(Referring expression pointing data)
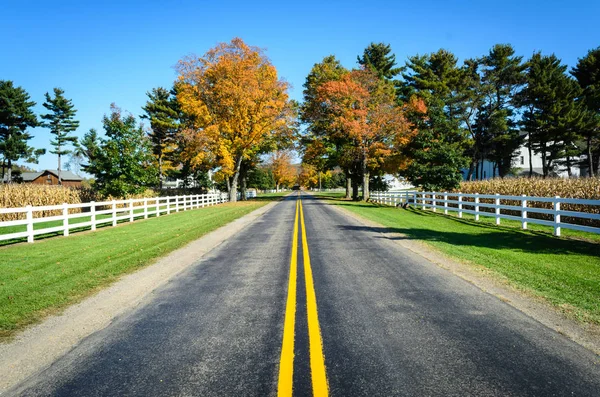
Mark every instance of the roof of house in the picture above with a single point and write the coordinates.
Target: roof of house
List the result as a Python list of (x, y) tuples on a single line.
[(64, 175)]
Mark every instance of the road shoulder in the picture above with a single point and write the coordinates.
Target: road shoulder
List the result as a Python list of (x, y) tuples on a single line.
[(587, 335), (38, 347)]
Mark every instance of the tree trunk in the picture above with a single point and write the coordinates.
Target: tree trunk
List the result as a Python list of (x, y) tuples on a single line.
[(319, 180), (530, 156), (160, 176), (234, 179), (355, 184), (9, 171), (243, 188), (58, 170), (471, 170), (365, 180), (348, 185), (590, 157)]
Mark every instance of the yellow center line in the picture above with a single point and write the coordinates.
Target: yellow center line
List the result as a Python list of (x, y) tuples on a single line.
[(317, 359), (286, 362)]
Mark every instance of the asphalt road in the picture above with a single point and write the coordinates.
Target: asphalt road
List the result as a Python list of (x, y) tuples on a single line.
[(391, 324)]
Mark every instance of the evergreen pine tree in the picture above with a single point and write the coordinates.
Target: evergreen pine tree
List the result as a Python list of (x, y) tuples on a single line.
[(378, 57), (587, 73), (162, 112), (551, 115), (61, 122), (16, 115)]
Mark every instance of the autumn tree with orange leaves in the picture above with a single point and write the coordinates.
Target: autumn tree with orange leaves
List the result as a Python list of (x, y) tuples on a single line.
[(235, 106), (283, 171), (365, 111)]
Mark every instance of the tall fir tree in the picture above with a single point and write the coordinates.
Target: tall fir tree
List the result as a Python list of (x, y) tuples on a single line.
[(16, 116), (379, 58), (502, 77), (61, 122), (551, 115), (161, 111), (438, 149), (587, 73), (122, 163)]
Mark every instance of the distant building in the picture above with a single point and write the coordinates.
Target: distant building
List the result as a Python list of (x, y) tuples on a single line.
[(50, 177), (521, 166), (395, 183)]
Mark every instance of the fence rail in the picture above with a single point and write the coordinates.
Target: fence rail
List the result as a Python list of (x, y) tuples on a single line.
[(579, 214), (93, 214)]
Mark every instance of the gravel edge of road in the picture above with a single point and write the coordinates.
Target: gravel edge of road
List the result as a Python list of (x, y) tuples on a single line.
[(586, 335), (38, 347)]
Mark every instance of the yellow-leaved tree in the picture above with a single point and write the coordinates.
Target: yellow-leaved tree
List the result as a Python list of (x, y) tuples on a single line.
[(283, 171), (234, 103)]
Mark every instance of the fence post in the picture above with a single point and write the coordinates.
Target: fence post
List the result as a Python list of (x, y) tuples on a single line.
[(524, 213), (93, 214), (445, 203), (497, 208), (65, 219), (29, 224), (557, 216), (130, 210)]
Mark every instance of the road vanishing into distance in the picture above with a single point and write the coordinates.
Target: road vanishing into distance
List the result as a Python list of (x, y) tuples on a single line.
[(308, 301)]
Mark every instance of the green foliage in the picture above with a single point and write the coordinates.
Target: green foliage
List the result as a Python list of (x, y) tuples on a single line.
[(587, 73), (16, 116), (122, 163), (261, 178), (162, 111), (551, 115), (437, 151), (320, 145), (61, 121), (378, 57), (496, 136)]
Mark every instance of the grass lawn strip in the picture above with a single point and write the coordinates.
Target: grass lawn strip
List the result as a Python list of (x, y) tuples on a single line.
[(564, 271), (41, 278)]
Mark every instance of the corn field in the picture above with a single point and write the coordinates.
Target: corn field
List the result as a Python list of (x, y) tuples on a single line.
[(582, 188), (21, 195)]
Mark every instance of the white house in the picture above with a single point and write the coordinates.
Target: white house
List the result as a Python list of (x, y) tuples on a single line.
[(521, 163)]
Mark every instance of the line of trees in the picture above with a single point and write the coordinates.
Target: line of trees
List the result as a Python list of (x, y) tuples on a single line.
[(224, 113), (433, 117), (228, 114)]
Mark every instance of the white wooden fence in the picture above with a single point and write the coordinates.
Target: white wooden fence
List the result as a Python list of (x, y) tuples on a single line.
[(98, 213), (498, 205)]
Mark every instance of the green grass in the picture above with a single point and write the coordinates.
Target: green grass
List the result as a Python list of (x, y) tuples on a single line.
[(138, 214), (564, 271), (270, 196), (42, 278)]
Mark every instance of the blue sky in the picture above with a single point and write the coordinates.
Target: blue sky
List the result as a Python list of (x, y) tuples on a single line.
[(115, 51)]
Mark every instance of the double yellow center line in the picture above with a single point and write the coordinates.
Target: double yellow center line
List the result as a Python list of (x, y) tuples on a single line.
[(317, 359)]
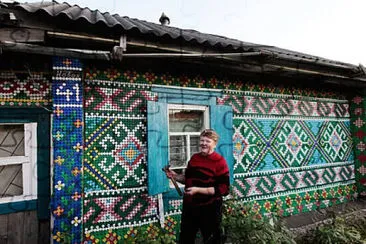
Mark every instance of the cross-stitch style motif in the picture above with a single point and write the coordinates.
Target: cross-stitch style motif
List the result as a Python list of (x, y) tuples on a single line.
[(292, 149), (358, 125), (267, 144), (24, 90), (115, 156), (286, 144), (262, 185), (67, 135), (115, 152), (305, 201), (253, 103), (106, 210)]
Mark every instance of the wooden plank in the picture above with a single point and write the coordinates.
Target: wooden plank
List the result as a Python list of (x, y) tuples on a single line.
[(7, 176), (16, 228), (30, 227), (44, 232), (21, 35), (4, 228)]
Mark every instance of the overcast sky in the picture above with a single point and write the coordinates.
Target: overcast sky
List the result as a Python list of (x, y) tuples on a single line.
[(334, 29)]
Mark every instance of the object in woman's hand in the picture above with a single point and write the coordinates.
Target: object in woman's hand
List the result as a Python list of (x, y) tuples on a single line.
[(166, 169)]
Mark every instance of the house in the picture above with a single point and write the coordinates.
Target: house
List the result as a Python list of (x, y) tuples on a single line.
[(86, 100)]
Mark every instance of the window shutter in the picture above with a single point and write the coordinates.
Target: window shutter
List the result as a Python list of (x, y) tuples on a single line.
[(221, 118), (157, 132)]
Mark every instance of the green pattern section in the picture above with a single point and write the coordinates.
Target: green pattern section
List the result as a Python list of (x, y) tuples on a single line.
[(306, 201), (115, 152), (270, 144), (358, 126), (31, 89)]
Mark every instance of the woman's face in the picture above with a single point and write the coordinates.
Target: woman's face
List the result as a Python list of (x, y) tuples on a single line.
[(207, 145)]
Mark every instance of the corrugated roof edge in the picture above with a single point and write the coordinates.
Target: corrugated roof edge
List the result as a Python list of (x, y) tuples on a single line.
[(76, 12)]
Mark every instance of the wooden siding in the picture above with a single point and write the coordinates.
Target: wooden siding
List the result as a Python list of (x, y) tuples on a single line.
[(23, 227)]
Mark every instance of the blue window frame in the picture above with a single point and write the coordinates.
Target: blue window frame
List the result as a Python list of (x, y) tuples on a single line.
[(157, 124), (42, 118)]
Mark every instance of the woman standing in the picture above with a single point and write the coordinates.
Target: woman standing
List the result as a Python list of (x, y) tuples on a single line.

◆ **What you should do**: All of the lines above should be retyped precisely, apart from the pictures.

◆ **Solution**:
Mark every instance of the roof of house in the picture above with a single point and write the coordinates.
Target: roof of house
List the result as a Python list of (x, y) tuples on a single line.
[(64, 175)]
Mark every instance of the road shoulder in the picture above with a single point and write the coordinates.
Target: road shoulder
List the result as a Python list of (x, y) tuples on a single line.
[(587, 335), (38, 347)]
Mark every instance of the tree trunk in the picture above with a single point and write the coordinates.
Target: tree trunk
List the result as a Python list of (x, y) tuples on a single line.
[(319, 180), (530, 156), (160, 176), (234, 179), (355, 184), (9, 171), (243, 188), (58, 170), (471, 170), (365, 180), (348, 185), (590, 157)]
Mark every instance of the yellow center line in the picture above with a single point and write the coordinates.
Target: yellow center line
List the result as a Python list of (x, y) tuples on a single line.
[(317, 359), (286, 362)]
Mark every instance of the asphalt road in the picture above with a single point and write the coordinates.
Target: asphalt road
List the result as a Python list of (x, y) tuples on a single line.
[(391, 324)]
Mark every instance of the evergreen pine tree in the picture above with a single point and write the coordinates.
Target: evergreen pine tree
List the result as a Python list of (x, y) tuples on a single line.
[(378, 57), (587, 73), (162, 112), (551, 115), (61, 122), (16, 115)]
Mark every instance of the autumn tree with orange leaves in the picture above with a single point and write the coordinates.
Target: autumn tree with orange leaves
List the result as a Python list of (x, y) tuples on a single line.
[(235, 106), (283, 171), (365, 111)]
Mark every instance of the tall fir tree in the picture above with a single point and write the coordinates.
Target: tall fir tree
List the result as a Python list of (x, y) tuples on a single line.
[(16, 116), (379, 58), (502, 77), (61, 122), (551, 115), (161, 111), (438, 149), (587, 73), (122, 163)]
Mark every instance of the distant building in the picture above with a single point and write the coordinates.
Target: distant building
List the result as a Python list of (x, y) tuples on a single line.
[(50, 177), (521, 166), (395, 183)]
Mark every instance of the fence rail in the picture above with a single point and write the coordinates.
Target: fence rail
List the result as a Python list of (x, y) tuples on a single line.
[(579, 214), (93, 214)]
Mark every instance of the gravel edge of road in the picture above with a single point and write the coordinates.
Target: gravel edge of road
List the result as a Python list of (x, y) tuples on a single line.
[(586, 335), (38, 347)]
Mark every instance of the yellow-leaved tree in the picture above with a single point and write the coordinates.
Target: yellow-leaved tree
List the result as a Python list of (x, y) tuples on a single line.
[(283, 171), (234, 103)]
Mark every instance of the fence post in the picture above with a single point and write the coordinates.
Target: fence post
List the result as a Python list of (x, y) tuples on a single line.
[(524, 213), (93, 214), (445, 203), (497, 208), (65, 219), (29, 224), (557, 216), (130, 210)]
Mark every instance of the road vanishing into distance in the picture above with a single point and write the coordinates.
Target: road vanishing into distance
List the result as a Python list of (x, y) tuples on a single line.
[(308, 301)]
Mark every instance of the green foliage in the picture above with a single point and write the coordinates.
Target: green foliage
List the result as a Python list of (x, y) tuples on a single line.
[(587, 73), (16, 116), (122, 163), (261, 178), (162, 111), (551, 115), (437, 151), (320, 145), (61, 121), (378, 57), (496, 136)]
Mark every instance of the grass lawn strip in the picture above with a single point and write the coordinates.
Target: grass lawn strip
List the result as a Python list of (x, y) tuples on a single line.
[(564, 271), (41, 278)]
Mark every instance of the corn field in the picture above with a single point and write the coordinates.
Target: corn field
List the result as a Python list of (x, y) tuples on a single line.
[(582, 188), (21, 195)]
Mark every instance of the white house in the picture above with a single point and write the coordinates.
Target: white house
List the result as a Python list of (x, y) tuples on a single line.
[(521, 163)]
Mark every instance of the line of trees in the picture above with a single point and write the coordinates.
Target: line of trees
List the result as a Python list of (x, y) tuples on a single line.
[(224, 113), (433, 117), (228, 114)]
Mark every instance of the white wooden fence in the picture above with a single point and write the coordinates.
Target: white wooden fence
List the result as a Python list of (x, y) tuples on a single line.
[(98, 213), (498, 205)]
Mark every instance of the green grass in the picture above with a single point and write the coordinates.
Target: green grass
List the result as a Python list of (x, y) tuples on a single line.
[(138, 214), (564, 271), (270, 196), (42, 278)]
Mark every instance of the blue sky in the picture above with a single point and write the coordinates.
Target: blue sky
List the result as a Python list of (x, y) tuples on a single line.
[(115, 51)]
Mark every instance of the double yellow center line in the picture above with a single point and write the coordinates.
Target: double yellow center line
List the result as a Python list of (x, y) tuples on a single line.
[(317, 359)]
Mark every instance of the cross-stitch style motif in the picture above with a single point and write the coordinates.
Target: cross-stitch style motif
List the result as a Python list of (x, y) tuples on a single line.
[(292, 149), (358, 125), (267, 144), (24, 90), (115, 156), (286, 144), (262, 185), (67, 135), (115, 152), (305, 201), (253, 103), (106, 210)]
Mark every instance of the wooden plank in the picture above with a single point and write the coordinates.
Target: wooden plank
List the result as a Python list of (x, y) tuples on a single line.
[(7, 176), (16, 228), (30, 227), (44, 232), (21, 35), (4, 228)]
Mark every instance of the overcast sky in the picture above with a single point and write the coordinates.
Target: overcast sky
List the result as a Python list of (x, y) tuples on a single line.
[(334, 29)]
Mark every instance of the object in woman's hand in the picture above with a single point and write the coordinates.
Target: object in woman's hand
List the result as a Python list of (x, y) tuples on a single line.
[(166, 169)]
Mark every instance of the house in the picture above with a single point and write the coordinates.
Target: house
List the result as a Python list of (x, y) tuples on a single line.
[(86, 100)]
Mark every instance of the window shutter in the picture above with a single point and write the coordinates.
Target: window shutter
List the result as a Python list of (x, y) tuples on a single line.
[(221, 118), (157, 132)]
Mark every instance of the green pattern section in the picture above with a single point and write the coordinates.
Target: green pattern section
List the result as a Python list of (x, y) tuples on a single line.
[(306, 201), (115, 152), (270, 144), (358, 126), (31, 89)]
Mark every instance of the woman's face in the picture above with a single point and write the coordinates.
Target: woman's face
List the result as a Python list of (x, y) tuples on a single line.
[(207, 145)]
Mark every instance of the corrugated roof edge in the picture above with a single point and write the coordinates.
Target: corrugated roof edge
List the result as a Python list of (x, y) tuples on a single line.
[(76, 12)]
Mark every instance of the wooden siding in the picture above with a single point and write the coordinates.
Target: wooden siding
List the result as a Python list of (x, y) tuples on a single line.
[(23, 227)]
Mark every instance of the blue window frame in the picture above with a single point and write the coordinates.
Target: blue window frame
List the result as a Python list of (x, y) tuples on a single line.
[(157, 124), (42, 118)]
Mark every instance of the woman standing in the picture above with a single point and write the coordinates.
Target: woman standing
List the result as a Python list of (x, y) tuples on a single line.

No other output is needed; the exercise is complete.